Using the data beneath, show every line that includes the word "white".
[[ Input data open ]]
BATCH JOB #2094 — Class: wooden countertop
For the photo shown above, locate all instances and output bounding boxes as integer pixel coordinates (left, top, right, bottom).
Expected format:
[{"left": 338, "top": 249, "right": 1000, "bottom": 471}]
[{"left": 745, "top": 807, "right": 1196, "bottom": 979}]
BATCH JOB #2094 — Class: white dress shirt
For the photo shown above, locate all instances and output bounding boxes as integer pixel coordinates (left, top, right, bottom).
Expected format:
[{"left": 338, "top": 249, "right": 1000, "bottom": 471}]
[[ Input data closed ]]
[[ Input data open ]]
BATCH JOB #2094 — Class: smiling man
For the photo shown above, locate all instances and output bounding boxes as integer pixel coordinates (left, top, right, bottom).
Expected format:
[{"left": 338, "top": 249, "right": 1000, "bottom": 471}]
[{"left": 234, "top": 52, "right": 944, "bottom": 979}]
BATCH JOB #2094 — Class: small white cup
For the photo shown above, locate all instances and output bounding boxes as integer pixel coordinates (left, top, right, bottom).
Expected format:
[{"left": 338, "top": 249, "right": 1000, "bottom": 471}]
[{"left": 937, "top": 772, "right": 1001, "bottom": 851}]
[[ Input data closed ]]
[[ Input data open ]]
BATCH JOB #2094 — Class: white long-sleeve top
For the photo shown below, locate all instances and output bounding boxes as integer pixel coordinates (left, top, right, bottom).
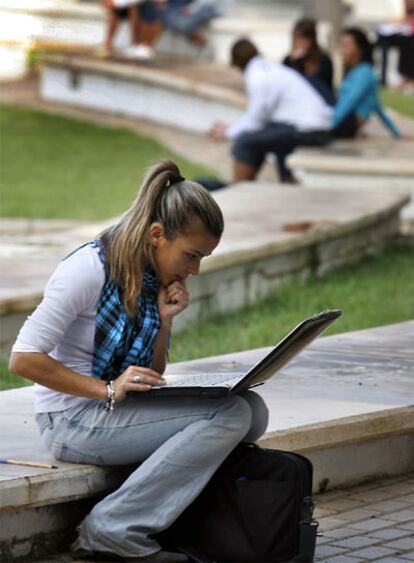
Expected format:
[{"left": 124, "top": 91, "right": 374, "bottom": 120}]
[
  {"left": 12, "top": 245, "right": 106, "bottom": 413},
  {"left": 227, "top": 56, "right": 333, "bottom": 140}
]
[[ Input data closed ]]
- _Result_:
BATCH JOB #2094 — Class: white dress shirt
BATCH JOB #2094 — Class: small white cup
BATCH JOB #2094 — Class: white long-sleeve top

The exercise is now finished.